Referring expression data

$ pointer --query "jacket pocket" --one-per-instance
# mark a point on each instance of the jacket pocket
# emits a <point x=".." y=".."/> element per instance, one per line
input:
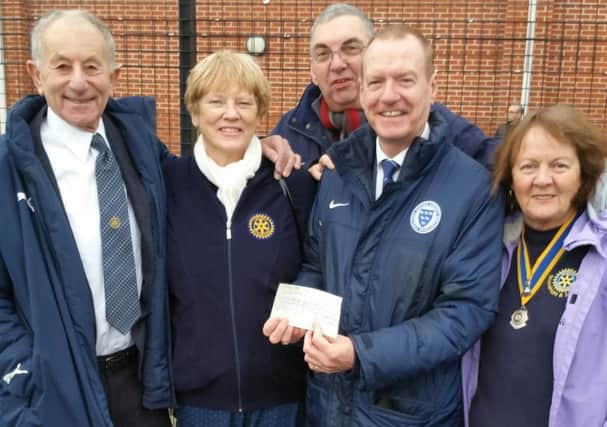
<point x="18" y="397"/>
<point x="317" y="400"/>
<point x="393" y="412"/>
<point x="16" y="411"/>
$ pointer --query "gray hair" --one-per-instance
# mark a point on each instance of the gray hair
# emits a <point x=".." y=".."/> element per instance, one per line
<point x="341" y="9"/>
<point x="54" y="15"/>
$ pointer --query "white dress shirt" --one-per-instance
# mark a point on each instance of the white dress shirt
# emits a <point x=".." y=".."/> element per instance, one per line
<point x="399" y="158"/>
<point x="73" y="162"/>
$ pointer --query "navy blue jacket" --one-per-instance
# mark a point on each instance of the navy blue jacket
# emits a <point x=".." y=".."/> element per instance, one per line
<point x="222" y="289"/>
<point x="47" y="323"/>
<point x="302" y="128"/>
<point x="417" y="270"/>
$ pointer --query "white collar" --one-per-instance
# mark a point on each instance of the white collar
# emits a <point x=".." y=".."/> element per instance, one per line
<point x="76" y="140"/>
<point x="400" y="157"/>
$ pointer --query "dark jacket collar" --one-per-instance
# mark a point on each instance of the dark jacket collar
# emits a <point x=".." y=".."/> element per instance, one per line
<point x="354" y="157"/>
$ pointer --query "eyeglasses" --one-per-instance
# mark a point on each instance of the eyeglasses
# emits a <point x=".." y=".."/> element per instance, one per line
<point x="322" y="55"/>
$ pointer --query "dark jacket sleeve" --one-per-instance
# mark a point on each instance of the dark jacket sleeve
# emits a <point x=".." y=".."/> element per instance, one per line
<point x="16" y="386"/>
<point x="463" y="309"/>
<point x="468" y="137"/>
<point x="311" y="274"/>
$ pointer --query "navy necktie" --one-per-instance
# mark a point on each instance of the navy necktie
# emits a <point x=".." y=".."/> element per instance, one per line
<point x="120" y="281"/>
<point x="389" y="167"/>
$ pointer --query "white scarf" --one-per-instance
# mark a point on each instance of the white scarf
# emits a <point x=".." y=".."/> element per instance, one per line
<point x="230" y="179"/>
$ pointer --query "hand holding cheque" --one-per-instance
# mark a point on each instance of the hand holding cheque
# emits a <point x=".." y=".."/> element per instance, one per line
<point x="299" y="308"/>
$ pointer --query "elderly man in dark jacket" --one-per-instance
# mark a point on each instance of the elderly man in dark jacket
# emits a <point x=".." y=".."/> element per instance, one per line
<point x="329" y="109"/>
<point x="84" y="332"/>
<point x="406" y="231"/>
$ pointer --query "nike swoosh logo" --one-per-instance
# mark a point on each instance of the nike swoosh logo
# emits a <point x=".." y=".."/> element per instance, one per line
<point x="334" y="205"/>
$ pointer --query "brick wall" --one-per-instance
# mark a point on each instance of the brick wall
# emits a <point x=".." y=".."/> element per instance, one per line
<point x="480" y="49"/>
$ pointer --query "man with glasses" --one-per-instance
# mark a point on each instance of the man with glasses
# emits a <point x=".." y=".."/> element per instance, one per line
<point x="329" y="109"/>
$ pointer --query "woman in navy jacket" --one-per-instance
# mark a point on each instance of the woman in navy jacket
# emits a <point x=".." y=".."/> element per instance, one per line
<point x="233" y="235"/>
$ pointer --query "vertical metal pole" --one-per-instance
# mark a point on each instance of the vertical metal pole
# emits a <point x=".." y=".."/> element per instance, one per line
<point x="529" y="45"/>
<point x="187" y="59"/>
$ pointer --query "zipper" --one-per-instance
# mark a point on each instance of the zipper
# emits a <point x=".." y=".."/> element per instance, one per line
<point x="232" y="312"/>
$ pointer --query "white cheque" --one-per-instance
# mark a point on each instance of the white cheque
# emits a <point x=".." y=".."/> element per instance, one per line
<point x="305" y="306"/>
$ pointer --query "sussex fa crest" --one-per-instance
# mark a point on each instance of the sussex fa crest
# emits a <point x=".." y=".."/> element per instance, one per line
<point x="425" y="217"/>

• INSTRUCTIONS TO FOLLOW: Using the entries above, give back exactly the line containing "# mark a point on each instance of the navy blue", the line containing "# mark a point on each instance of the hand", and every line between them, and nothing else.

• REPLY:
# mark a point on each instance of the navy blue jacket
# emits a <point x=".." y=".."/> element per instance, one per line
<point x="222" y="289"/>
<point x="47" y="323"/>
<point x="302" y="128"/>
<point x="417" y="270"/>
$ pointer --query "white collar" --one-per-instance
# mark a point on each instance of the white collar
# emits a <point x=".." y=".."/> element per instance, one per line
<point x="76" y="140"/>
<point x="400" y="157"/>
$ pointer --query "dark jacket collar" --one-per-instance
# mark a point on each instance of the dark jacket collar
# emits a <point x=".." y=".."/> element per instance, one per line
<point x="354" y="157"/>
$ pointer --query "eyeglasses" --one-per-instance
# mark a point on each instance of the eyeglasses
# emits a <point x=".." y=".."/> element per instance, one per line
<point x="322" y="55"/>
$ pointer --query "dark jacket sleeve" --one-per-instance
# mark a point on each instance of the dark jacket sleeve
# emits a <point x=".." y=".."/> element per instance, one per line
<point x="16" y="386"/>
<point x="463" y="309"/>
<point x="468" y="137"/>
<point x="311" y="274"/>
$ pointer --query "navy necktie" --one-per-instance
# mark a point on each instance of the navy necktie
# emits a <point x=".." y=".."/> element per instance, one per line
<point x="120" y="281"/>
<point x="389" y="167"/>
$ pointer --query "white scarf" --one-per-instance
# mark a point on each instance of the white scarf
# emits a <point x=".." y=".."/> element per instance, one per line
<point x="230" y="179"/>
$ pointer --query "hand holding cheque" --one-per-instance
# mark a point on each instance of the hand holding cheque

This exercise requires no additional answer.